EXERCISE —
Retype the records below word for word and omit any image.

SOURCE INFORMATION —
Segment Open

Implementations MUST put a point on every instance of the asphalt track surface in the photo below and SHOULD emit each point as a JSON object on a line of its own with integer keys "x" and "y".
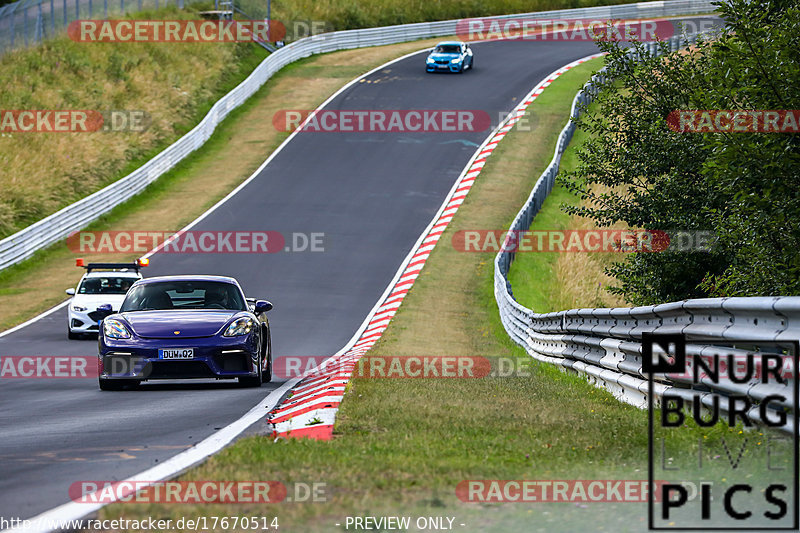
{"x": 372, "y": 194}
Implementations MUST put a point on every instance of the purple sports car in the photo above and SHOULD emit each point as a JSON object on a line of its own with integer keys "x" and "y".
{"x": 176, "y": 327}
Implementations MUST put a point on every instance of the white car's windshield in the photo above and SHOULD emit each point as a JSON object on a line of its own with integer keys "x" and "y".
{"x": 184, "y": 295}
{"x": 105, "y": 285}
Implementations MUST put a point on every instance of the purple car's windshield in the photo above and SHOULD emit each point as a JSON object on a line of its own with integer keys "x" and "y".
{"x": 184, "y": 295}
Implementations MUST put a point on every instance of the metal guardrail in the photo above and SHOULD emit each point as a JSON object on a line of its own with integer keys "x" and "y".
{"x": 25, "y": 243}
{"x": 605, "y": 344}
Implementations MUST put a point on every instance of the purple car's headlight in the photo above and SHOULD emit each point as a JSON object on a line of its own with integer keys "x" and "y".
{"x": 114, "y": 329}
{"x": 239, "y": 327}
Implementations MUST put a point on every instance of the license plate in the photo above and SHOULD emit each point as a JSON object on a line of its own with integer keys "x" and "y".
{"x": 176, "y": 353}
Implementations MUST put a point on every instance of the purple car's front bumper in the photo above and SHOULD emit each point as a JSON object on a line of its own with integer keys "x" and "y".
{"x": 214, "y": 357}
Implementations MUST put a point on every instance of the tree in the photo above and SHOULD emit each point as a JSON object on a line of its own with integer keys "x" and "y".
{"x": 744, "y": 187}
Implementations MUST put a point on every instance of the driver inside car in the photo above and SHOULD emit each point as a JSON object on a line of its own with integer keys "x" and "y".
{"x": 216, "y": 298}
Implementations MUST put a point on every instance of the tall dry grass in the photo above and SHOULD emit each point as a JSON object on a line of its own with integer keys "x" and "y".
{"x": 172, "y": 83}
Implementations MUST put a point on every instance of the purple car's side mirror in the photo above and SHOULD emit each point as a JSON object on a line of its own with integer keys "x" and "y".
{"x": 262, "y": 306}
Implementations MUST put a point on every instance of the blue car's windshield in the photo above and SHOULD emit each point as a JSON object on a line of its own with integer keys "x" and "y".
{"x": 184, "y": 295}
{"x": 448, "y": 49}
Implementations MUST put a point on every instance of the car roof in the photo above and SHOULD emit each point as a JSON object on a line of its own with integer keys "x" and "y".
{"x": 194, "y": 277}
{"x": 112, "y": 273}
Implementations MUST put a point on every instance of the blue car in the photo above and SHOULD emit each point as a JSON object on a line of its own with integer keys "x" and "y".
{"x": 450, "y": 56}
{"x": 176, "y": 327}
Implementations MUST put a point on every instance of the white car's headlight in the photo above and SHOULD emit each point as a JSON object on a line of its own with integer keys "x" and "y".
{"x": 239, "y": 327}
{"x": 114, "y": 329}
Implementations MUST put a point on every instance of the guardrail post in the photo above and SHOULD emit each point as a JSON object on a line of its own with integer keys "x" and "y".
{"x": 38, "y": 30}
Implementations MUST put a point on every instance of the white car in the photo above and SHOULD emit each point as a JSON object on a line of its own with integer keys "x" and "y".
{"x": 103, "y": 284}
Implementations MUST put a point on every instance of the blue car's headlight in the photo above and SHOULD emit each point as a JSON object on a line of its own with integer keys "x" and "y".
{"x": 239, "y": 327}
{"x": 114, "y": 329}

Segment Closed

SOLVED PROBLEM —
Implementations MUST put a point on every instance of the asphalt track surface in the photo below and SHOULD emit each point as a JSON object on a line of its own with integer keys "x" and "y".
{"x": 372, "y": 194}
Implementations MUST put a point on every instance of the purple sports car in the photo above and SHOULD emit each point as a JSON object on a line of its own with integer keys "x" and "y".
{"x": 176, "y": 327}
Implementations MUST put a point on every instance of the white car's windshield in the photo above and SHOULD emit each point as a JSON object on a line of its own with integer keys "x" and "y".
{"x": 184, "y": 295}
{"x": 105, "y": 285}
Implementations MUST put a point on every instance of the purple car's windshield in the photo above and SHOULD emit each point as a JSON object on a line of its own with integer keys "x" and "y".
{"x": 184, "y": 295}
Implementations MUST put a point on every instance of the metal guardrail in the photo above and SHOULD emit each point as a JSON object on a line of its own with integer keys "x" and "y".
{"x": 25, "y": 243}
{"x": 605, "y": 344}
Implementations MUST put a point on every instance of the purple car's headlight in the photo above and SHOULD emit each point as a JSON object on a line of its own with integer keys "x" and "y".
{"x": 114, "y": 329}
{"x": 239, "y": 327}
Implementations MUST put a point on every instance of the license plate in the photo above and SHOULD emit each point as a JSON object on a line of its own with integer keys "x" and "y".
{"x": 176, "y": 353}
Implementations MUST put a point on every instance of the purple car's front bumper in the photo above and SHOULD emit each point as a JSON object on a line of its own with integer keys "x" and "y".
{"x": 214, "y": 357}
Implementations MUST put a point on every instance of the tree in the photo above and SHOULD emit each point as a JSON object on a line of its own with integer keys "x" and "y".
{"x": 744, "y": 187}
Implementations MUST put a point on every instance of the driver inside car in the photo above and SHOULD emit each point as a JSON object on a line of its own with integer keys "x" and "y".
{"x": 216, "y": 298}
Implementations MUST put a point on every instance of the tall dry grass in the photo above and SHOULD emit each point as a JSON object on a line of its own with integer keys "x" and "y".
{"x": 172, "y": 83}
Implementations MUST put a point on every instance of the purple car's side mirror in the photo above and SHOULD emit each point as a JSON object on a line of its own with integer keys "x" and "y".
{"x": 262, "y": 306}
Implementations MUST put a point on every instance of the blue car's windshield in the photo above and SHOULD emit each point as a JSON object on a line of its own with integer keys "x" and "y".
{"x": 184, "y": 295}
{"x": 448, "y": 49}
Implementations MUST put a point on every instance of the car roof in the photo above and SHOULD emit each point as a JSON object on a line of its own with integer keys "x" and "y".
{"x": 194, "y": 277}
{"x": 112, "y": 273}
Implementations MUST put a point on every instance of the blue car in the photo above and SHOULD emit each point as a JSON object on a line of its own with integer keys "x" and "y".
{"x": 450, "y": 56}
{"x": 176, "y": 327}
Implementations MUST put a point on every instance of the white car's headlight in the photo above and SHOULD emit each point as a JSON object on a line of its own with integer keys "x" and "y".
{"x": 239, "y": 327}
{"x": 114, "y": 329}
Implementations MUST put a point on every instance of the guardrail post in the photo above and SHOULD emit each point as a JSON object on a line of its own with integer keys "x" and "y".
{"x": 38, "y": 30}
Implementations MUST put a point on every instance of the white car in the photo above and SHOULD emit each point as a JSON object on a line of its own with integer keys "x" and "y".
{"x": 103, "y": 284}
Implementations MUST put a point on every instance of the blue car's headlight in the photo above and SHOULD emit each point as a JSON object on a line of its own with integer keys "x" and "y".
{"x": 239, "y": 327}
{"x": 114, "y": 329}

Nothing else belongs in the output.